EXERCISE DESCRIPTION:
Reproduce all the entries exactly and keep the pictures out.

RECORDS FOR THE TASK:
[start]

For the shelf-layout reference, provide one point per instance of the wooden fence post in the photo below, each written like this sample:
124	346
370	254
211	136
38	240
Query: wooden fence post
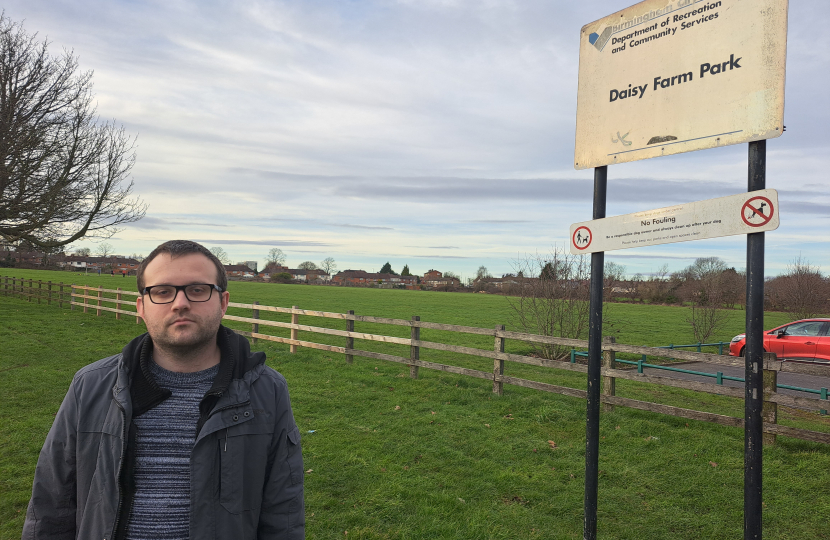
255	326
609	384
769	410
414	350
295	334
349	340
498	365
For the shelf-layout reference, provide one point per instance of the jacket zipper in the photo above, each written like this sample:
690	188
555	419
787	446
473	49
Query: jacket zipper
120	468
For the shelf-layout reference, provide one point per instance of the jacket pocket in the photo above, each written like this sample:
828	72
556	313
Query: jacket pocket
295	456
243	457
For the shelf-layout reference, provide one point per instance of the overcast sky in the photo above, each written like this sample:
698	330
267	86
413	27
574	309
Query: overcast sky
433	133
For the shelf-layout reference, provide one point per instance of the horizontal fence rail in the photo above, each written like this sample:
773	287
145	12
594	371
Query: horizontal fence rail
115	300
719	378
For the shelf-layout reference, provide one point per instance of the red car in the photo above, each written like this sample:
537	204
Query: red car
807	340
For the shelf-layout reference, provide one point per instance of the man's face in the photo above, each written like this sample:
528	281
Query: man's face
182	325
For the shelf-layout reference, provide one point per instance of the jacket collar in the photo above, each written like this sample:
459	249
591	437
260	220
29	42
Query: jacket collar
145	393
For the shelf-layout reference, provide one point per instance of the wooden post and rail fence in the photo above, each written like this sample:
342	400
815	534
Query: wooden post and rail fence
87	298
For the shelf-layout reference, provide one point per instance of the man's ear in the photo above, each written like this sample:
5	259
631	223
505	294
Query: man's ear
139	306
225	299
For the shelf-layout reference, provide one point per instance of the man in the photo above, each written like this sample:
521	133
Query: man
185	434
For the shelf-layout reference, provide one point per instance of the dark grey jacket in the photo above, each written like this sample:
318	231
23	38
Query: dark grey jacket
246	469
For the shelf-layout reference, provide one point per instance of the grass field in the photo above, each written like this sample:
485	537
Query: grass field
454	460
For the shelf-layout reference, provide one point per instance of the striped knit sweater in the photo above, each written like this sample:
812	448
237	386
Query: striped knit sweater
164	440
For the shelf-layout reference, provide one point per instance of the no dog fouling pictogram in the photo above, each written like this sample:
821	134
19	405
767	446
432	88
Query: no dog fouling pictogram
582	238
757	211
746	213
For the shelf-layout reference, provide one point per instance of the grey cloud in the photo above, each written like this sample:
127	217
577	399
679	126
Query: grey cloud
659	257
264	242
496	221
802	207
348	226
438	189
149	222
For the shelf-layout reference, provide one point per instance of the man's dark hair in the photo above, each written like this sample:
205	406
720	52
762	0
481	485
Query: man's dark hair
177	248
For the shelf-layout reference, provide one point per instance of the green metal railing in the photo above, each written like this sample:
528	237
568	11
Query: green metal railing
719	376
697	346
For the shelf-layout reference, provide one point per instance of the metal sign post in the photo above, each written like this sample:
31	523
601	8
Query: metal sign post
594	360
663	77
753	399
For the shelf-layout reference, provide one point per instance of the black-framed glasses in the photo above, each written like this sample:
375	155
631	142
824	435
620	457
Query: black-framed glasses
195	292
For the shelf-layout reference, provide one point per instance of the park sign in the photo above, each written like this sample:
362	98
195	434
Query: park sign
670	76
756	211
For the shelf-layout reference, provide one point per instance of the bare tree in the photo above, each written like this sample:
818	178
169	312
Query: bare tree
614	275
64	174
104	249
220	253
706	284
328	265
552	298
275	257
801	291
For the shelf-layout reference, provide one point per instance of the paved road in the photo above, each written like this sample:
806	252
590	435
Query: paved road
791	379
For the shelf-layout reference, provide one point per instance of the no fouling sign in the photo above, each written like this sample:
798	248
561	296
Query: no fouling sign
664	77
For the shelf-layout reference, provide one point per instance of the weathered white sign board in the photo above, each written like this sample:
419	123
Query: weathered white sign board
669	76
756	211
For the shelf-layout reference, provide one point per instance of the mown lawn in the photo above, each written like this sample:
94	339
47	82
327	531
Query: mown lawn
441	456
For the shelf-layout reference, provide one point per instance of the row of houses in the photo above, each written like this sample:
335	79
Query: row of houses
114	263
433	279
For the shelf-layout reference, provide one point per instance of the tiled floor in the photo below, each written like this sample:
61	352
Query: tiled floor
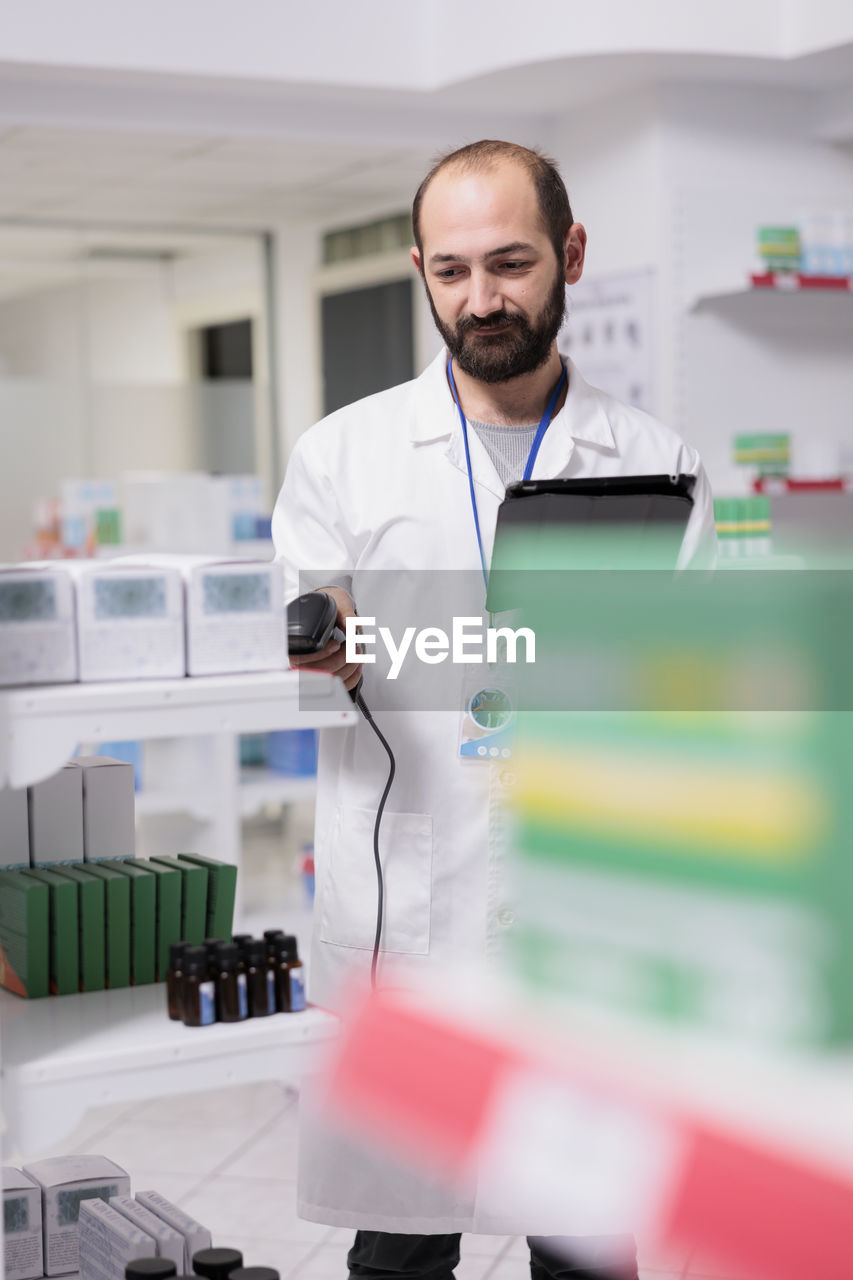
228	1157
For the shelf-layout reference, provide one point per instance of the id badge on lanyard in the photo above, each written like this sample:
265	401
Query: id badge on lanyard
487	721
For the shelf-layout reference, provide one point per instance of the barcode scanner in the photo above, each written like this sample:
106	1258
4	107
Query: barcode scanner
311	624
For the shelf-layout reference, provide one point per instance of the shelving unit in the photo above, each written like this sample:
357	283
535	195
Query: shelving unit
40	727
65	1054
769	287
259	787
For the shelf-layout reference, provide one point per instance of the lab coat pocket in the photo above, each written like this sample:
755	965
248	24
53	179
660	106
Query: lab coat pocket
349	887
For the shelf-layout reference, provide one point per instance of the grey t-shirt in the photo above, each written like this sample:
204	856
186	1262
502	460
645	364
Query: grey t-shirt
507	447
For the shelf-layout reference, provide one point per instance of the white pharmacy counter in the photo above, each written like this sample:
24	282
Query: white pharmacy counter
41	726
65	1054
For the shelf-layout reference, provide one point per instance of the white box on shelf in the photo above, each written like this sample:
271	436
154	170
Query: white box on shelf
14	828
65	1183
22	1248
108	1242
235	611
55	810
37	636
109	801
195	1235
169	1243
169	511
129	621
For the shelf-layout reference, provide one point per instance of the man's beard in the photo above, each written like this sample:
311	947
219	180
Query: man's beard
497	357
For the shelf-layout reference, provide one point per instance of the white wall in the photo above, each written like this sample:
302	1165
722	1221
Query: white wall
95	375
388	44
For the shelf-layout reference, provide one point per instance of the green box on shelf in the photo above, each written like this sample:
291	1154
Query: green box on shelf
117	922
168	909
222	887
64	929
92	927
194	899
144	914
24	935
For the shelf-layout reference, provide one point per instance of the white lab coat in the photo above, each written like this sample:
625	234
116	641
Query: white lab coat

[end]

COMPLETE OUTPUT:
For the shelf-layout reference, provide one point per instance of the wooden fence post in the photo below, each written like this sample:
124	346
370	254
211	136
38	240
Query: wooden fence post
255	326
609	384
769	410
414	350
295	334
349	340
498	365
For the shelf-layout reference, provide one point per instance of the jacket zipper in the photo above, each written like this sample:
690	188
555	419
787	446
473	49
Query: jacket zipper
120	468
For the shelf-layout reference, provide one point per instance of the jacket pocket in the photo above, each written like this sample:
828	72
556	313
Query: jacket pocket
295	456
243	457
For the shelf-layout reference, provide one point per instance of the overcast sky in the photo above, each written like this sample:
698	330
267	86
413	27
574	309
Query: overcast sky
433	133
For the shelf-layout reference, provide one point per instance of the horizontal fence rail in the photo above, each written like this sample:
773	287
145	12
594	371
Query: horizontal fence rail
115	300
719	378
For the shelf-layout reference, provide one point per instance of the red car in the photo above, each written like this sample:
537	204
Query: red car
807	340
For the shelf-layout reference, provide one point per instance of the man's face in the photo above, each written like this sample:
528	281
Query: man's face
182	325
For the shelf-layout reference, provide one point per instance of the jacket collar in the photo above, each written like this sample:
459	249
591	437
260	220
29	42
Query: jacket collar
145	393
For the shelf-layout reference, provide one point per instance of the wooden post and rail fence in the photo above, each written like this sample:
342	400
815	534
Query: wooden post and rail fence
87	298
For the shelf-layout reference, provide one point per instance of the man's ear in the photo above, each written like this sample:
5	259
631	223
505	294
Query: man's ear
139	306
225	299
For the shelf-layout reference, provide one point per instance of the man in the photo above, each written like this sample:
521	133
Query: man
185	434
For the shelf-layout reference, provide one point per instance of the dark grey jacket in the photo above, each written like this sample:
318	231
23	38
Query: dark grey jacket
246	469
For the shelf-layout reference, provide one point per instance of the grass field in the photo above, each written like this sample:
485	537
Query: grass field
454	460
For the shelf-layout reference, provide one point per instance of the striped knit sweater in the photo above, each written like this sample:
812	448
237	386
Query: striped knit sweater
164	440
For the shelf-layout reference, provide one point per instance of the no dog fouling pictogram in the photo above, each written like this sample:
821	134
19	405
767	446
432	88
Query: no dog fouling pictogram
582	238
757	211
746	213
For the shelf-layout reference, provide one point per instance of the grey cloud in the photo above, each written like this sample:
127	217
577	399
679	126
Query: grey cloud
659	257
264	242
496	221
802	207
348	226
438	189
149	222
For the shelf-layout reference, provide one point per instance of the man's dark hair in the photo above, each written like this sample:
205	406
720	52
762	0
481	485
Query: man's dark hair
177	248
For the shelf-layout reference, provide one point per instance of the green metal railing in the photo above, each written like this sample:
528	237
568	11
Query: green metal railing
719	376
697	346
For the shelf-layout reference, provide one point per instance of the metal sign post in the photo above, each written like this sample:
31	523
601	8
Query: metal sign post
594	360
663	77
753	399
For the shelf-layout reference, provide one point per instance of the black-framed glasses in the photo above, each written like this sample:
375	155
631	142
824	435
620	457
Query: black-framed glasses
195	292
For the shelf-layout reference, provide one point per instance of the park sign in the photo above, each written like this sample:
362	98
195	434
Query: park sign
670	76
756	211
For the shelf-layout reference, provide one point per instance of the bare tree in the photo above, each written like this sample:
818	178
169	312
Query: bare tree
614	275
64	174
104	249
220	253
706	284
328	265
552	298
275	257
801	291
For the shelf-layout reference, provide one point per instance of the paved road in the photo above, each written like this sample:
806	252
590	435
Query: paved road
791	379
For the shelf-layout reference, provide one point per instance of the no fouling sign in the photo above, each written like this sample:
798	248
561	296
Query: no fouling sign
664	77
For the shelf-layout reference, provide one point per instance of the weathered white sign board in the photo above, each written like this sample:
419	123
Query: weathered white sign board
669	76
756	211
For the shelf-layout reference, provide one point per instance of the mown lawn in the photo above, each written like this sample:
94	339
47	82
327	531
Query: mown lawn
441	456
For the shelf-layout reference, provide one point per instance of the row of houses in the photo above, each written like this sample:
335	79
Query: row of houses
114	263
433	279
For the shelf-layout reference, provide one point per instance of the tiled floor in the photo below, each written like this sample:
61	352
Query: tiled floor
228	1157
For the shelf-layout reference, provide one point per instance of the id badge on lanyard in the photo above, each written like this sample:
265	401
Query: id badge on lanyard
487	721
For the shelf-layout reference, provide one point per instance of the barcode scanner in the photo above, each written like this sample:
106	1258
4	107
Query: barcode scanner
311	624
For the shelf-layout reference, provide one point per instance of the shelving unit in the photo above, each written like this sample:
357	283
535	195
Query: shelving unit
40	727
65	1054
769	287
259	787
For the shelf-layout reference, provide one point per instance of the lab coat pocket in the photo above, each written like this sample:
755	965
248	24
53	179
660	106
Query: lab coat pocket
349	887
For the shelf-layout reference, provide one point per instance of the grey t-shirt in the photo above, each written like this sample:
204	856
186	1262
502	460
645	364
Query: grey t-shirt
507	447
For the shelf-layout reference, provide one point per instance of the white pharmacy counter in the photo above, each written like this sample:
24	282
Query: white pharmacy counter
41	726
65	1054
For the shelf-layout reference, provide one point per instance of the white box on shelf in the photo above, each written like this sample:
271	436
154	170
Query: white box on shelf
14	828
65	1183
22	1248
108	1242
235	611
55	810
37	636
109	801
195	1235
169	1243
169	511
129	621
For the shelf-layout reference, provide one point per instance of the man's beard in the photo above, each written like this sample:
311	947
219	180
Query: man's beard
497	357
For the shelf-layout reference, provide one point per instance of the white wall in the photo above, each written like this sample:
302	1165
722	1221
Query: white wall
95	375
388	44
For the shelf-layout reference, provide one point per instance of the green box on shelf in the photo above, each written like this sample:
291	1154
Query: green box on shelf
117	922
168	909
222	887
64	929
92	927
194	899
144	914
24	935
For the shelf-layout reference, provide one point per instance of the white lab coat in the photo above, each written like this sample:
625	234
116	641
Query: white lab coat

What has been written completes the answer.